> 练习 A: 在下面关于 unordered_set 模拟实现的文本中，按出现顺序列出 test2 函数里每次调用 us.insert 时传入的参数，重复的也要列出。

> 给定文本:
※

UnorderedSet ，HashTale二者要互相调用对方的命名空间

++的模拟实现

因为使用的是单向链表，所以只能++，不能减减

UnorderedSet.h

#pragma once
#include"HashTable.h"

namespace sakeww
{
	template<class K,class hash= Hash<K>>
	class unordered_set
	{
		struct SetKeyOfT
		{
			const K& operator()(const K& key)
			{
				return key;
			}
		};
	public:
		typedef typename LinkHash::HashTable<K, K, SetKeyOfT, hash>::iterator iterator;
		iterator begin()
		{
			return _ht.begin();
		}
		iterator end()
		{
			return _ht.end();
		}
		
		bool insert(const K& key)
		{
			return _ht.Insert(key);
		}

	private:
		LinkHash::HashTable<K, K,SetKeyOfT,hash> _ht;
	};
	
	void test2()
	{
		unordered_set<int> us;
		us.insert(2);
		us.insert(22);
		us.insert(12);
		us.insert(32);
		us.insert(42);
		us.insert(2);
		us.insert(33);
		us.insert(45);

		unordered_set<int>::iterator it = us.begin();
		while (it != us.end())

※

(坐标标注条目)

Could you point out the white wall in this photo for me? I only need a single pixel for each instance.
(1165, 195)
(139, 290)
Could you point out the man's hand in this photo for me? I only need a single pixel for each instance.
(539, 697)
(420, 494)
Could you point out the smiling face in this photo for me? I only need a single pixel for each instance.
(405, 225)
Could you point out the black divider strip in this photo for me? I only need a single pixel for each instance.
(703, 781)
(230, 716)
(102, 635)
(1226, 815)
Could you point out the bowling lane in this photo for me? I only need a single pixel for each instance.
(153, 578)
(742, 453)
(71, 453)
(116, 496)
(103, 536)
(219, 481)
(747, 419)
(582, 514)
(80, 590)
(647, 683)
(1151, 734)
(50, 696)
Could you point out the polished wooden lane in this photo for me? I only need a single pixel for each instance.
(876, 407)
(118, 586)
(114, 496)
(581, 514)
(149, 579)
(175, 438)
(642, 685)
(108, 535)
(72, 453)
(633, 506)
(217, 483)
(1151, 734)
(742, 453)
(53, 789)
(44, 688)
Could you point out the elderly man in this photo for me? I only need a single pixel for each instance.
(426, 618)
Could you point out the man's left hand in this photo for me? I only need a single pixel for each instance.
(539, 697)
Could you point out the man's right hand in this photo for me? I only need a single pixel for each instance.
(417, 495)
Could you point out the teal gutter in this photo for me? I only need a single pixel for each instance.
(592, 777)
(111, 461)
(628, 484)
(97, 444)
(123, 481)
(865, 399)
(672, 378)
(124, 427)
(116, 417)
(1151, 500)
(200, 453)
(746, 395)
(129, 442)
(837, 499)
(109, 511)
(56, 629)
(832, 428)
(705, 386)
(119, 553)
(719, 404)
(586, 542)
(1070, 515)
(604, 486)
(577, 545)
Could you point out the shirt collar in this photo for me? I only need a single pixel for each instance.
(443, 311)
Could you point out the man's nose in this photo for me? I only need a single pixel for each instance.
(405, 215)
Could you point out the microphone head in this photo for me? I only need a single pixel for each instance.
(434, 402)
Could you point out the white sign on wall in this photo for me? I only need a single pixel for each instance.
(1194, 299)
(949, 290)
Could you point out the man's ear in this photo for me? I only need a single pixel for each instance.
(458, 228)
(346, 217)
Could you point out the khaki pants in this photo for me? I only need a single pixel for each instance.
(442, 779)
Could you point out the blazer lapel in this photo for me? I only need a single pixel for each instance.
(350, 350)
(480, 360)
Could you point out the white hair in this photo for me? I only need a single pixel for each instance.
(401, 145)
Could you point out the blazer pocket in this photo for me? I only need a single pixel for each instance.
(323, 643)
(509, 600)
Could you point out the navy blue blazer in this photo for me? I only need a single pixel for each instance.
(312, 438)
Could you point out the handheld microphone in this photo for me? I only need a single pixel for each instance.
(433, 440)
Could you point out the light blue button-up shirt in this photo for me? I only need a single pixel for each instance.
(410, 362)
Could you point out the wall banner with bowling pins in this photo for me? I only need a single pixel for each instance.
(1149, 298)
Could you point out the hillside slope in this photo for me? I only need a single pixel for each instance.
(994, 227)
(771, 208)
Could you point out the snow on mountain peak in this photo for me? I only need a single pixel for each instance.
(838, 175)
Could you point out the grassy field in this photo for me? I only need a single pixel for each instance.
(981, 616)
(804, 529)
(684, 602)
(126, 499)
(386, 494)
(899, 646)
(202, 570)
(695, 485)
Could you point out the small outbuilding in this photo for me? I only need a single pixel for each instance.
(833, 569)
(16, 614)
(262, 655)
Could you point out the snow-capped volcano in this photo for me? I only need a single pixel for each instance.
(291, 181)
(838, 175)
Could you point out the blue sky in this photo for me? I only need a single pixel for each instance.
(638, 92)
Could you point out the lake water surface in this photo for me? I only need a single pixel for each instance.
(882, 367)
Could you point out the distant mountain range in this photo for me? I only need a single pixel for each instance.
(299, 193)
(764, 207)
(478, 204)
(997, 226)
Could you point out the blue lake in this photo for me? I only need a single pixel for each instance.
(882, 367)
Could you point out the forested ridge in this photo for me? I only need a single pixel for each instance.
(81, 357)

※

> 练习 B: 在上面的记录中找出所有含有字符串“white”的行，并逐行抄出，区分大小写。

> 解答 A: 2、22、12、32、42、2、33、45

> 解答 B:
Could you point out the white wall in this photo for me? I only need a single pixel for each instance.
Could you point out the white sign on wall in this photo for me? I only need a single pixel for each instance.
Could you point out the white hair in this photo for me? I only need a single pixel for each instance.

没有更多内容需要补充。